**What you have to do:** Reproduce all of the material below, swapping "instance" for "occurrence" wherever it appears and keeping everything else the same. Omit the pictures.

■ ■ ■

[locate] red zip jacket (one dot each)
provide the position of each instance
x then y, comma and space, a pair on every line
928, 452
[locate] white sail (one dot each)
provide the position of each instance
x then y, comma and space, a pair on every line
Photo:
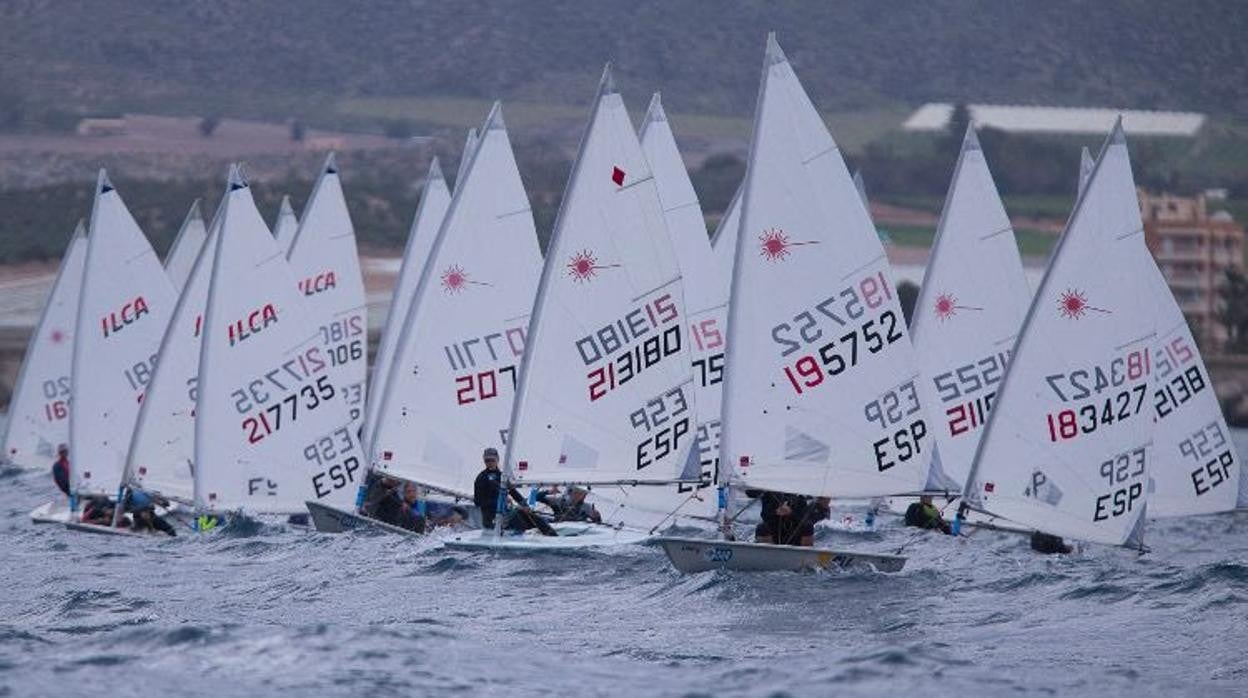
605, 393
162, 450
186, 247
820, 393
1086, 165
453, 380
705, 290
38, 418
1068, 445
434, 201
469, 147
860, 185
271, 431
967, 316
286, 225
326, 266
124, 307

■ ■ ■

**Expected output:**
[locate] red zip jacket (one dot each)
provide the position of each occurrence
x then y, comma and space, a pair on every line
928, 452
[locate] white sail (one dot each)
provide the position of each occurrence
x then y, comma and space, a pair on every line
Photo:
605, 393
162, 450
186, 247
820, 393
1086, 165
453, 380
705, 290
38, 418
1068, 445
434, 201
469, 147
860, 185
271, 431
967, 316
286, 225
326, 266
124, 307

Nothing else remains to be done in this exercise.